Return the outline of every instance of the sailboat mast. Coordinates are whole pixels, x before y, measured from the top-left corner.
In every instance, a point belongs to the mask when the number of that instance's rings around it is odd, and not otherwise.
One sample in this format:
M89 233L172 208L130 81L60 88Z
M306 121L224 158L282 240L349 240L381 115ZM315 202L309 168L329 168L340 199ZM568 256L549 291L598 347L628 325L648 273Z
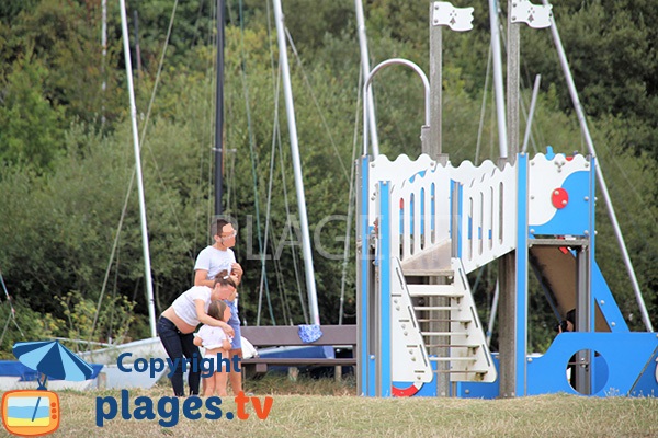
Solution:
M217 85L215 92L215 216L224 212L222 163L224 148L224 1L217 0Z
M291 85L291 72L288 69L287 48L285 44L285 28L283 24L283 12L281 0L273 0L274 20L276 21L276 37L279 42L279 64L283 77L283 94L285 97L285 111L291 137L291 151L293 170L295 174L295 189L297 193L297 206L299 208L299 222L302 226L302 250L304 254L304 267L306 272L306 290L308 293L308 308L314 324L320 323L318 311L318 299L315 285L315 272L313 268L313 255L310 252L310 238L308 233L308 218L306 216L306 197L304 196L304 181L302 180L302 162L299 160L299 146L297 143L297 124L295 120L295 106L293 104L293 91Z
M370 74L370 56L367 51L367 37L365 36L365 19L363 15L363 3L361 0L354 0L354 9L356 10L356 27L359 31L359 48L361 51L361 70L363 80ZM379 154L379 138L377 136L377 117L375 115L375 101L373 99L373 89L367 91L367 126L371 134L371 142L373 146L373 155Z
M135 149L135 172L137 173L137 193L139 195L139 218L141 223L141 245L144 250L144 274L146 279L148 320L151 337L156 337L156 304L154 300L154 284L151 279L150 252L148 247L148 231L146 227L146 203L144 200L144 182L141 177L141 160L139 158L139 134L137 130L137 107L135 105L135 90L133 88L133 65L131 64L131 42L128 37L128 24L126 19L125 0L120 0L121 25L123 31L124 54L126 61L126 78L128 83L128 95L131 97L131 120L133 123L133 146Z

___

*DIRECTIVE*: Reproduce every line above as written, skipping pictures.

*EXERCISE RESULT*:
Return the outline of every instance of the sailboat mast. Coordinates are whole pixels, x before y, measured from the top-left corner.
In every instance, a point belongs to the mask when the number of that instance's rings around it is odd, and not otherwise.
One sample in this format:
M89 233L172 208L130 81L60 88Z
M306 121L224 158L282 240L349 240L381 115ZM315 202L309 168L329 168L340 199ZM568 256L549 291L598 347L628 325L648 273Z
Solution:
M217 85L215 92L215 216L224 212L222 163L224 148L224 1L217 0Z
M291 85L291 72L288 69L287 48L285 44L285 28L283 24L283 12L281 0L273 0L274 20L276 21L276 37L279 42L279 64L283 77L283 94L285 97L285 111L291 137L291 151L293 170L295 174L295 189L297 193L297 206L299 208L299 222L302 226L302 250L304 254L304 267L306 272L306 290L308 293L308 308L314 324L320 323L318 311L318 299L315 285L315 272L313 268L313 255L310 252L310 238L308 233L308 218L306 216L306 197L304 196L304 181L302 180L302 162L299 160L299 146L297 143L297 124L295 120L295 106L293 104L293 91Z
M370 74L370 56L367 51L367 37L365 36L365 19L363 15L363 3L361 0L354 0L354 9L356 10L356 27L359 31L359 48L361 51L361 70L363 80ZM379 154L379 138L377 136L377 117L375 115L375 101L373 99L373 89L367 91L367 126L371 134L371 142L373 146L373 155Z
M135 149L135 172L137 173L137 193L139 195L139 218L141 223L141 245L144 250L144 274L146 279L148 320L151 337L156 337L156 304L154 300L154 284L151 279L150 252L148 247L148 231L146 227L146 203L144 200L144 182L141 177L141 160L139 158L139 134L137 130L137 107L135 105L135 90L133 88L133 65L131 64L131 42L128 37L128 24L126 19L125 0L120 0L121 25L123 31L124 54L126 61L126 78L128 83L128 95L131 97L131 120L133 123L133 146Z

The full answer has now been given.